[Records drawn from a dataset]
+++
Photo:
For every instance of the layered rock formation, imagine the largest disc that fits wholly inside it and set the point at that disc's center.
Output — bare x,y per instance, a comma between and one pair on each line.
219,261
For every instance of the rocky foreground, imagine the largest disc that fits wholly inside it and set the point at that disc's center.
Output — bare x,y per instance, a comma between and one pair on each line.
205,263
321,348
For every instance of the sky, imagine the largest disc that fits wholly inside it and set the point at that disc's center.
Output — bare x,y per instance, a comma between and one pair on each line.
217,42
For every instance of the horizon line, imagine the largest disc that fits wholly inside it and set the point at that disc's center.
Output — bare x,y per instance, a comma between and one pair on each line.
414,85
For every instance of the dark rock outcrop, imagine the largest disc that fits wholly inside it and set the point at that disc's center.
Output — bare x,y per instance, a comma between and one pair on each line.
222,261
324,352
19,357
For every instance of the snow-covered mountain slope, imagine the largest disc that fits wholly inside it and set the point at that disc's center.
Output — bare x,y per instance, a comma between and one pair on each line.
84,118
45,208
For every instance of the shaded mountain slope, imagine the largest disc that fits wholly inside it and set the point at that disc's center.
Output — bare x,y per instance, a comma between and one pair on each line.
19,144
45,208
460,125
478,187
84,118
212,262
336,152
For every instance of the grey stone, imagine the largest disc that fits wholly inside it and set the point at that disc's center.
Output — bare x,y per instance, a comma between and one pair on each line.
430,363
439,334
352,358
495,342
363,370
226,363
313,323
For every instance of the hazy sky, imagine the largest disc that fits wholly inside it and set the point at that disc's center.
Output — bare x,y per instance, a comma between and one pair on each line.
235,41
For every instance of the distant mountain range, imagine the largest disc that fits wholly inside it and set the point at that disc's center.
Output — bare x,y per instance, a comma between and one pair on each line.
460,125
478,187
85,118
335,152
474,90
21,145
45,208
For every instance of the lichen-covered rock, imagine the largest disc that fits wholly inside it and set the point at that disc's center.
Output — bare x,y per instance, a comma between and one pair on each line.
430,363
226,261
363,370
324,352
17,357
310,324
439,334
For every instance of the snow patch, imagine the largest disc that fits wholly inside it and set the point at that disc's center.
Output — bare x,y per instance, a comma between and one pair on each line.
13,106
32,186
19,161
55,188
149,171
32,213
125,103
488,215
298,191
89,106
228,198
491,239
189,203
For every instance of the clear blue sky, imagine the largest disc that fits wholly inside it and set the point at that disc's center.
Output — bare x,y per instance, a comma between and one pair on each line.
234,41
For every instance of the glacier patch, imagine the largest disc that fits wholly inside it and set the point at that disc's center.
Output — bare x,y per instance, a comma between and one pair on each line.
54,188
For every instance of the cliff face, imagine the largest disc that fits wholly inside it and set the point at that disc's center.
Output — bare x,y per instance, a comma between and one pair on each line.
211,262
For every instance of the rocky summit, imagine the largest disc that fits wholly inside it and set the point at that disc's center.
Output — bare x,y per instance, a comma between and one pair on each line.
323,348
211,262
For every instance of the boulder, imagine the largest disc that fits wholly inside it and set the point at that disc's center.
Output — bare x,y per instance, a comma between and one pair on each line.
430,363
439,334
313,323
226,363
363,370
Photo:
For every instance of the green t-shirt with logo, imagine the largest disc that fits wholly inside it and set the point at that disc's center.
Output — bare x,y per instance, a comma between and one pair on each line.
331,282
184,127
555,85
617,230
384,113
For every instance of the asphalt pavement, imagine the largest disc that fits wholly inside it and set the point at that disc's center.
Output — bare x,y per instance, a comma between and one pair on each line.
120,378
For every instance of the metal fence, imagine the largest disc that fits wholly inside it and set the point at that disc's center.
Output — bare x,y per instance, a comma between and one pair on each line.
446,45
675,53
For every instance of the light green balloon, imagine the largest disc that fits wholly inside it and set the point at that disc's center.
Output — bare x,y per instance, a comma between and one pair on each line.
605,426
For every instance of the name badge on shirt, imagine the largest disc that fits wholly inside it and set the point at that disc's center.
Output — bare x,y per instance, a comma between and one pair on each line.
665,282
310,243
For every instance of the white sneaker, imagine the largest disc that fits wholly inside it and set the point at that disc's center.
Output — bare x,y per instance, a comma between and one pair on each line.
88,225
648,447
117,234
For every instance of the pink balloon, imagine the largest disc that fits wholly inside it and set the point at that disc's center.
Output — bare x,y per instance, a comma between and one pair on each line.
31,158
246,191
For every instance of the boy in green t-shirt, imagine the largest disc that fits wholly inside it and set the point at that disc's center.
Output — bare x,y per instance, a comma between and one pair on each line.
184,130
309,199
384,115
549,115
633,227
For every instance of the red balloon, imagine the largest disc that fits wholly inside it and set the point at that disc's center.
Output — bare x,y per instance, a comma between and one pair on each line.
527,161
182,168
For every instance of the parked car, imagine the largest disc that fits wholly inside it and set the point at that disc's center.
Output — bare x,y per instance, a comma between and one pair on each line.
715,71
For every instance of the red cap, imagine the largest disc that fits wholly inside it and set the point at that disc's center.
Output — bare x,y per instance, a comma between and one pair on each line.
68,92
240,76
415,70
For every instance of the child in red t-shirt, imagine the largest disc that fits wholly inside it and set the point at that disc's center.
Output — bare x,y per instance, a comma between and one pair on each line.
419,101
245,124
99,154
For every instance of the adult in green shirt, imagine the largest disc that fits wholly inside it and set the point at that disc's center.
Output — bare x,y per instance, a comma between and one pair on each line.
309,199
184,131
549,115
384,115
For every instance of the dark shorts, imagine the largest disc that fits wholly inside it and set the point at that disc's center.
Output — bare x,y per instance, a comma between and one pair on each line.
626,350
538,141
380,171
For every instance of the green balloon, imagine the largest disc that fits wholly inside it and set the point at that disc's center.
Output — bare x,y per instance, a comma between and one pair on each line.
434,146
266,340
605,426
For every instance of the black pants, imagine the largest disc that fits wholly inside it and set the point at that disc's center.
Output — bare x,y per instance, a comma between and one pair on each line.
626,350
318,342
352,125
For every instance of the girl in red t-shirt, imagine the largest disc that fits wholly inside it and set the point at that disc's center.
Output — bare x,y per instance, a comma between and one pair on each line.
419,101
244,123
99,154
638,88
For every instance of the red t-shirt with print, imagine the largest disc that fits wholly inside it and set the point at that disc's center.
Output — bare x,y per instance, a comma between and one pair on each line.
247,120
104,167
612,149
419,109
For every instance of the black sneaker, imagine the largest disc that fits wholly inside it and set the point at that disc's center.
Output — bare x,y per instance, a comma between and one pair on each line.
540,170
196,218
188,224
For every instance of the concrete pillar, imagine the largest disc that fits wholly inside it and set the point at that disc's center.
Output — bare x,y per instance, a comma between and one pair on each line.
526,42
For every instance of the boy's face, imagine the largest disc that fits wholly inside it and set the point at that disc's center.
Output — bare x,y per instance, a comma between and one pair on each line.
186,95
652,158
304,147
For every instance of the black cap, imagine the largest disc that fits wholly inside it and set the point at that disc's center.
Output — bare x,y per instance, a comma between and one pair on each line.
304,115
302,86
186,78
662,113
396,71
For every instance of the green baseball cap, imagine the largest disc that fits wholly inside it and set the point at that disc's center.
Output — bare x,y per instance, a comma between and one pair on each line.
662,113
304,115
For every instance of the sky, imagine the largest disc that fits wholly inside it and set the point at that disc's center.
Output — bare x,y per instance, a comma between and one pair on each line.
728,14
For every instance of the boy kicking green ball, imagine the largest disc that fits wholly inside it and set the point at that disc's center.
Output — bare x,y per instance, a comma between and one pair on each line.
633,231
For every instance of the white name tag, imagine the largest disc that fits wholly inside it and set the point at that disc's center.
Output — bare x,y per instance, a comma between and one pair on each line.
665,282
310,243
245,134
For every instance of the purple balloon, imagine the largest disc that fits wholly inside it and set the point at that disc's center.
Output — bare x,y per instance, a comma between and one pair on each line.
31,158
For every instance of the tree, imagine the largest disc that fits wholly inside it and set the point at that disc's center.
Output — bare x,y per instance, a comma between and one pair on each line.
+++
Task item ->
Copy every line of the entries above in which "white" occurs.

Answer ->
For every instance of the white sneaker, imagine the largest disc that fits wholly inside it and set the point at that disc's center.
For every instance of the white name tag, imagine the largest disc that fits wholly inside it and set the point at that disc's center.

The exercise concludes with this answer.